(DOCUMENT SEGMENT begins)
By James N. Martin, Jr, MD
President, The American Congress of Obstetricians and Gynecologists
Each year, more than two million Americans are diagnosed with skin cancer, the most common form of cancer in the US. While non-melanoma skin cancers—such as basal cell carcinoma and squamous cell carcinoma—occur more frequently, melanoma is the most serious type. Skin cancer can be deadly, but fortunately, it can often be prevented or successfully treated if detected early.
Too much exposure to ultraviolet (UV) rays—the invisible radiation given off by the sun or by the artificial light in tanning beds and sunlamps—is the cause of most skin cancers. UV exposure is also a main cause of skin wrinkling and discoloration.
Anyone can develop skin cancer, regardless of race or skin tone. Just a few serious sunburns over the course of your lifetime can significantly raise your chances of developing skin cancer in the future. Having many moles, irregular moles, or large moles; fair skin that freckles and burns easily; or skin cancer previously can also increase your risk.
Keep these tips in mind as you enjoy outdoor activities:
Avoid sun exposure between 10 a.m. and 4 p.m., when UV rays are most intense, or stay in the shade if you must be outside.
Do not use tanning beds or sunlamps.
(DOCUMENT SEGMENT ends)
● **TASK PROMPT**: Repeat the full text on skin cancer word for word, from the byline through the last tip.
(LISTED RECORDS begins)
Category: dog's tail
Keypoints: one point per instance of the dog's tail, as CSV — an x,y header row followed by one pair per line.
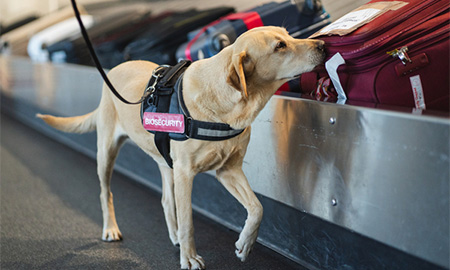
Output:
x,y
77,124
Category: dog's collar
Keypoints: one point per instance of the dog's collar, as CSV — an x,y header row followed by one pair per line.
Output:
x,y
165,96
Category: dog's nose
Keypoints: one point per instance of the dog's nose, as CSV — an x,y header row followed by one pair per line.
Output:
x,y
320,45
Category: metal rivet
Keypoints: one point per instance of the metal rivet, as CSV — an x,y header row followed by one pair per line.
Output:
x,y
334,202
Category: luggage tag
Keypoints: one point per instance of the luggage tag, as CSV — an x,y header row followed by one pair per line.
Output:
x,y
331,66
163,122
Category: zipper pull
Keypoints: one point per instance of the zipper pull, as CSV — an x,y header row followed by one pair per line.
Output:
x,y
401,54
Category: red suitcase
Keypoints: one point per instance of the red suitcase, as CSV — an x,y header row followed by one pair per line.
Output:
x,y
399,57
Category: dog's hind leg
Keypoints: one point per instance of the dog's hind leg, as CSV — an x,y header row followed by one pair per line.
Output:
x,y
236,183
168,202
109,141
183,180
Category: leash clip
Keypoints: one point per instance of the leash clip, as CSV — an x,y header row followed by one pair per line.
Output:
x,y
156,74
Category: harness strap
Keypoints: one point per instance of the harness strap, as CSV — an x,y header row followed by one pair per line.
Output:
x,y
167,88
164,91
202,130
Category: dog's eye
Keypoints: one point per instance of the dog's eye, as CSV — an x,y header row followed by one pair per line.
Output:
x,y
280,45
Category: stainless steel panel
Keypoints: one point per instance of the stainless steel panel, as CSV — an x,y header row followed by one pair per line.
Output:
x,y
380,173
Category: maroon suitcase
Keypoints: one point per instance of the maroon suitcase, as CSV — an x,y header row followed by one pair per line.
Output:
x,y
401,57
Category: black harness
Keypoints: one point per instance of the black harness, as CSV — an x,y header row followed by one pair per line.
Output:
x,y
165,96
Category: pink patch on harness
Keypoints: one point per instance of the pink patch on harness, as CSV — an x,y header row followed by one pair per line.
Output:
x,y
165,122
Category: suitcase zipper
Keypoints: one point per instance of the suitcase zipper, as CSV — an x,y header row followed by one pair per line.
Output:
x,y
412,48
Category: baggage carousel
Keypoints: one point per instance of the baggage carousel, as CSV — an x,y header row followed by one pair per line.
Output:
x,y
344,186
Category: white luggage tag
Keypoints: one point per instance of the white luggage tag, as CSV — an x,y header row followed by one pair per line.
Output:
x,y
331,66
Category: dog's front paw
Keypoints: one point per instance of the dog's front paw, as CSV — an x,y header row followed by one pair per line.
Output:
x,y
192,262
244,246
111,235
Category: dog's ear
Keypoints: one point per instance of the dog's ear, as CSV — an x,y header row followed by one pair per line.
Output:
x,y
240,69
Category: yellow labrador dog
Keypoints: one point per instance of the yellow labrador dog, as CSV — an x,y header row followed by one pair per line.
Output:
x,y
231,87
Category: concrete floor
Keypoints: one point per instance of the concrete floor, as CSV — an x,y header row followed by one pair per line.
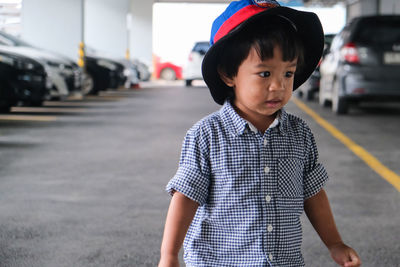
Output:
x,y
86,187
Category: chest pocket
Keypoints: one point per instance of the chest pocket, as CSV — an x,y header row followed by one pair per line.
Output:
x,y
290,177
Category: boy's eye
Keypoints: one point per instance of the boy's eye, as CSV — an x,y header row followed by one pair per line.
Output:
x,y
289,74
265,74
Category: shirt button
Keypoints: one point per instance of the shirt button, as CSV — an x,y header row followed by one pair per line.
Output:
x,y
266,169
271,257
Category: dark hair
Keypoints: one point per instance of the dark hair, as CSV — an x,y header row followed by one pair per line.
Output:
x,y
263,36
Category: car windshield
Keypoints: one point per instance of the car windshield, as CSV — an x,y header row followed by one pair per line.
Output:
x,y
201,47
379,31
12,40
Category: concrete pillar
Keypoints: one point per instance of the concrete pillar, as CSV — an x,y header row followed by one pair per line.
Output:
x,y
106,26
54,25
141,43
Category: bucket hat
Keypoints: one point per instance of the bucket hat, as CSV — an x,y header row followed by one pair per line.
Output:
x,y
240,15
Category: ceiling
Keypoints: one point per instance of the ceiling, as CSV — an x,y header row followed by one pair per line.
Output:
x,y
306,2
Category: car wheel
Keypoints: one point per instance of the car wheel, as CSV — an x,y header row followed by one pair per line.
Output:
x,y
87,84
309,95
339,104
5,109
168,74
35,103
189,82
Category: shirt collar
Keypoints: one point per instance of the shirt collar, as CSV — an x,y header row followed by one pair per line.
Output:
x,y
237,125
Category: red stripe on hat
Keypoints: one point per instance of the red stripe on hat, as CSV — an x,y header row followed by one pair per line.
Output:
x,y
240,16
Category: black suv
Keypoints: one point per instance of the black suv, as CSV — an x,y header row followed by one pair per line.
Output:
x,y
363,63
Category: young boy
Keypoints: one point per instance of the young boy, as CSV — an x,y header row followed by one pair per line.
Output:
x,y
247,171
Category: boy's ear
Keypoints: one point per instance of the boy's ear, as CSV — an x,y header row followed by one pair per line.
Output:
x,y
227,80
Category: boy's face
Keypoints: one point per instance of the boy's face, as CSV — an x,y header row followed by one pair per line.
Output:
x,y
262,87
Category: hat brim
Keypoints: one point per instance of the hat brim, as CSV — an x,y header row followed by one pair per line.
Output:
x,y
309,30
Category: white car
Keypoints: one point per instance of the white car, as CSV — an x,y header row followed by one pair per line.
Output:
x,y
63,73
192,70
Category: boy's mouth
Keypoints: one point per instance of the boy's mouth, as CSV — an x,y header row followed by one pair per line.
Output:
x,y
273,103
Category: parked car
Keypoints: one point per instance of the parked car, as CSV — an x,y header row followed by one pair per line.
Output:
x,y
22,79
143,70
192,69
131,73
166,70
102,73
65,74
311,86
363,64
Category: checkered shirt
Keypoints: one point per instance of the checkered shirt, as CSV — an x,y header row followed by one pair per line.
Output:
x,y
250,188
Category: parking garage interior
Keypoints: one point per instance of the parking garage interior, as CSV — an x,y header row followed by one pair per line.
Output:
x,y
83,171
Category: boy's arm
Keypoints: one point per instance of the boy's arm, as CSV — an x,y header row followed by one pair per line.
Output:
x,y
320,215
180,215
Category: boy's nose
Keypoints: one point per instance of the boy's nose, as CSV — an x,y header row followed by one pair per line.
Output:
x,y
276,85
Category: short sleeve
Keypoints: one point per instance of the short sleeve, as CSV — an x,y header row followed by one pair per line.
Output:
x,y
193,174
315,175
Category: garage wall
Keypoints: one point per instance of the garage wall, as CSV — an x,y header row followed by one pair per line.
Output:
x,y
53,25
390,7
372,7
142,30
106,27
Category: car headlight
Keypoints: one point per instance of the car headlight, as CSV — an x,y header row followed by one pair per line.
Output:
x,y
106,64
18,63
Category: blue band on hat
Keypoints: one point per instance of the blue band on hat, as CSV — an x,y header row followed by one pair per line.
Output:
x,y
265,3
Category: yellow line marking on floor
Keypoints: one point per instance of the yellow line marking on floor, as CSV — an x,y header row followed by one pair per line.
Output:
x,y
387,174
103,98
27,118
47,110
(LISTED RECORDS ends)
● **EXERCISE OUTPUT**:
By James N. Martin, Jr, MD
President, The American Congress of Obstetricians and Gynecologists
Each year, more than two million Americans are diagnosed with skin cancer, the most common form of cancer in the US. While non-melanoma skin cancers—such as basal cell carcinoma and squamous cell carcinoma—occur more frequently, melanoma is the most serious type. Skin cancer can be deadly, but fortunately, it can often be prevented or successfully treated if detected early.
Too much exposure to ultraviolet (UV) rays—the invisible radiation given off by the sun or by the artificial light in tanning beds and sunlamps—is the cause of most skin cancers. UV exposure is also a main cause of skin wrinkling and discoloration.
Anyone can develop skin cancer, regardless of race or skin tone. Just a few serious sunburns over the course of your lifetime can significantly raise your chances of developing skin cancer in the future. Having many moles, irregular moles, or large moles; fair skin that freckles and burns easily; or skin cancer previously can also increase your risk.
Keep these tips in mind as you enjoy outdoor activities:
Avoid sun exposure between 10 a.m. and 4 p.m., when UV rays are most intense, or stay in the shade if you must be outside.
Do not use tanning beds or sunlamps.